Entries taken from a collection
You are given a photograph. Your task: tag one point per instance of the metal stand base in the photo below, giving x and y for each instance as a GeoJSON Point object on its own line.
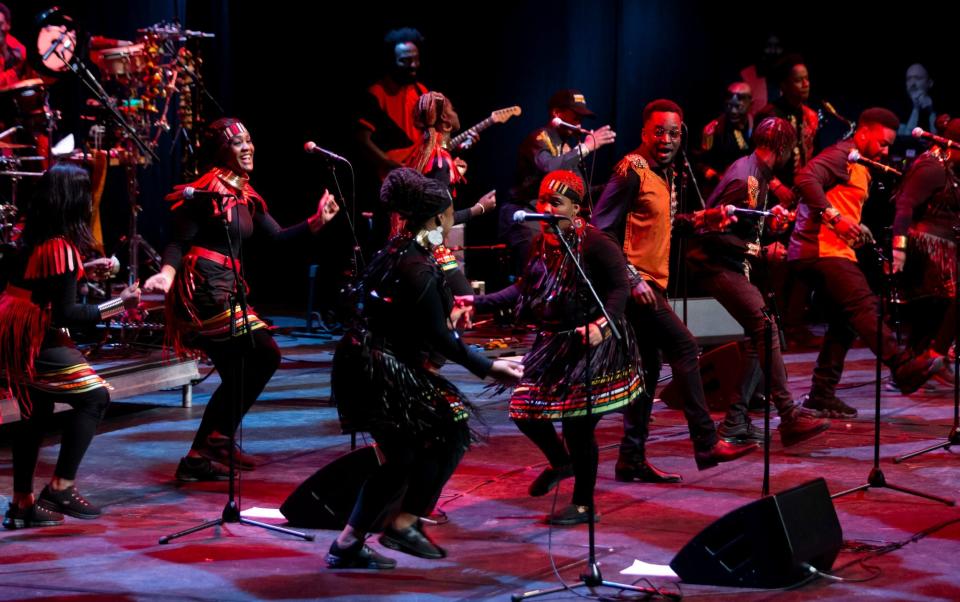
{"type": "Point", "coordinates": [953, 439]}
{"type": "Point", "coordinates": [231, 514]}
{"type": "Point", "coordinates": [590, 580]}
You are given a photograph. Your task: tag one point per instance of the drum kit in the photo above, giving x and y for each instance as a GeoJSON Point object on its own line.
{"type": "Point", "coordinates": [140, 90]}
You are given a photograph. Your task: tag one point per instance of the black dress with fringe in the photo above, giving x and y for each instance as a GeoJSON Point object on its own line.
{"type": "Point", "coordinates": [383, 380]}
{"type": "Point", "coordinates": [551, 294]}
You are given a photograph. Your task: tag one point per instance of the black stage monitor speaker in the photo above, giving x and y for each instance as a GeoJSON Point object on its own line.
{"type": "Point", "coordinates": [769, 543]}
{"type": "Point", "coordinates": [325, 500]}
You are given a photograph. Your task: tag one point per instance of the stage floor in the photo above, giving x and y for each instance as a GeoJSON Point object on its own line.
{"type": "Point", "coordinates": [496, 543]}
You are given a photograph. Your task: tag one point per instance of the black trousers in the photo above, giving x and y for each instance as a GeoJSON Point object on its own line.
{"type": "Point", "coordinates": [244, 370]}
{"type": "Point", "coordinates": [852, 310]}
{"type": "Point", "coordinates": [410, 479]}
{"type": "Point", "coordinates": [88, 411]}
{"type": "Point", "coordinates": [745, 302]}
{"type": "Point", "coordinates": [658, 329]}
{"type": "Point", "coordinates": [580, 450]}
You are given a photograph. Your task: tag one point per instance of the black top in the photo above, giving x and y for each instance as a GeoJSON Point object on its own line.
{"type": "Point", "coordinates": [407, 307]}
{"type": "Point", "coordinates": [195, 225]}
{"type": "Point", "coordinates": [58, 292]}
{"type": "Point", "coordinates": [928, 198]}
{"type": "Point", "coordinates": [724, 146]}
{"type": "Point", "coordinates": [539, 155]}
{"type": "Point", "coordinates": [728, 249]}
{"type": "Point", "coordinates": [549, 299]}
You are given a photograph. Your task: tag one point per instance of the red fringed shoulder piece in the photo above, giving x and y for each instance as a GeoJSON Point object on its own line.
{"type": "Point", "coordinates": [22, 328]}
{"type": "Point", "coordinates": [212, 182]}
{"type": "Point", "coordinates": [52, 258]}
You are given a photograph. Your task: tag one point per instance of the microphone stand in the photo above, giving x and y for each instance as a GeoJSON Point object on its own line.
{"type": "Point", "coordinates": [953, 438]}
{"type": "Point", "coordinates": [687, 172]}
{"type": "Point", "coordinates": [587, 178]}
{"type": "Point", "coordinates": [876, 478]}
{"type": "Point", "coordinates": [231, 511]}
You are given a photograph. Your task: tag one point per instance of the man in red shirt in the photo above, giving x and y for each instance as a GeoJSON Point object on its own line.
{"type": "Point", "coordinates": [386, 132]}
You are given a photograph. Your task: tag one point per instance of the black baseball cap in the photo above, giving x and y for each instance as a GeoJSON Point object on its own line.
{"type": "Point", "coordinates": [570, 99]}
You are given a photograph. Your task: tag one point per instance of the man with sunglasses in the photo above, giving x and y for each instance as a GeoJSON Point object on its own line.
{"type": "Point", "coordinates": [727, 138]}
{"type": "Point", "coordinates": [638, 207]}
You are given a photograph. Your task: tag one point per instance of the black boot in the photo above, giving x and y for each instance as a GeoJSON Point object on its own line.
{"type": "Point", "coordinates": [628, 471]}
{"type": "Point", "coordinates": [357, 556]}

• **Your assignment**: Please print all of the records above exactly, omitting each picture.

• **Exercise response**:
You are given a photograph. Your task: tag one point per instance of the metal stand base in the photo below, giving x and y for each instance as a GeoJSON Point object on its own line.
{"type": "Point", "coordinates": [953, 439]}
{"type": "Point", "coordinates": [231, 514]}
{"type": "Point", "coordinates": [590, 580]}
You are given a photograph. Your task: tag one point per instance of the drum kit in the photo above, giving x and y for each instance as a GeoJSON Point object on its own line.
{"type": "Point", "coordinates": [140, 90]}
You are given a photograph. Your task: tag one point per instance of the black dress with fringe in the photo above, giving x and y for each instance as a GeoJSON Point object on its own line.
{"type": "Point", "coordinates": [383, 380]}
{"type": "Point", "coordinates": [551, 294]}
You are given a photograph. Your task: tag one point per instance of the black stage monitor speaker in the photo above, giving x and y for each instance as a GeoJSON Point object on its own line.
{"type": "Point", "coordinates": [769, 543]}
{"type": "Point", "coordinates": [325, 500]}
You are given a photograph. Your task: tag one point per instance of the stage floor in the photo above, giving x and y for each instance as a GeoJSON Point object on its own line.
{"type": "Point", "coordinates": [496, 543]}
You are given a photograph. Your task: tag one point per instance of the black trousers in the photo above, giving x and y for each instance as a GeoJSON Point object on its own line.
{"type": "Point", "coordinates": [244, 370]}
{"type": "Point", "coordinates": [852, 310]}
{"type": "Point", "coordinates": [410, 479]}
{"type": "Point", "coordinates": [88, 411]}
{"type": "Point", "coordinates": [745, 302]}
{"type": "Point", "coordinates": [658, 329]}
{"type": "Point", "coordinates": [580, 450]}
You are given a photograph. Your task: tag one point per instance of the black top in the photo above, giving x and y for each instance as a GeoJSON Point object on its own line.
{"type": "Point", "coordinates": [407, 307]}
{"type": "Point", "coordinates": [195, 225]}
{"type": "Point", "coordinates": [58, 292]}
{"type": "Point", "coordinates": [928, 198]}
{"type": "Point", "coordinates": [724, 146]}
{"type": "Point", "coordinates": [539, 155]}
{"type": "Point", "coordinates": [728, 249]}
{"type": "Point", "coordinates": [549, 299]}
You are given a photograph. Your task: tag one point per instance of the red fringed shoulder piece in the photo above, giving x and y for each instance as a GeoJSON Point object on its own line.
{"type": "Point", "coordinates": [22, 328]}
{"type": "Point", "coordinates": [212, 182]}
{"type": "Point", "coordinates": [52, 258]}
You are given a photograph. Your task: tag one point per instance of the microphone stand in the photo above, giving x and y for each instance as a GeoJSON Point object on its own line.
{"type": "Point", "coordinates": [953, 438]}
{"type": "Point", "coordinates": [687, 172]}
{"type": "Point", "coordinates": [587, 178]}
{"type": "Point", "coordinates": [876, 478]}
{"type": "Point", "coordinates": [231, 511]}
You are given a photograph. Your task: tag one point per instance of the man in red shirt in the photo above, giving x and y for each instance as a GeoJSON Point object on its own line.
{"type": "Point", "coordinates": [386, 132]}
You are given a photograph. Your task: tag one point per instance of the black baseball cap in the photo above, giving x and y for each instance as a GeoJSON Point object on its own line.
{"type": "Point", "coordinates": [570, 99]}
You are given a photograph. Your task: tag one point per instance of the man with sunglasses in the photo above, giving x and y for each instance as a GeoJSON Point object on its own line.
{"type": "Point", "coordinates": [727, 138]}
{"type": "Point", "coordinates": [638, 207]}
You are given a photograph. Your task: tag one point per instance of the black boot in the photo above, giving x and y for each instance as a GeoJSON Point object on its own line.
{"type": "Point", "coordinates": [628, 471]}
{"type": "Point", "coordinates": [357, 556]}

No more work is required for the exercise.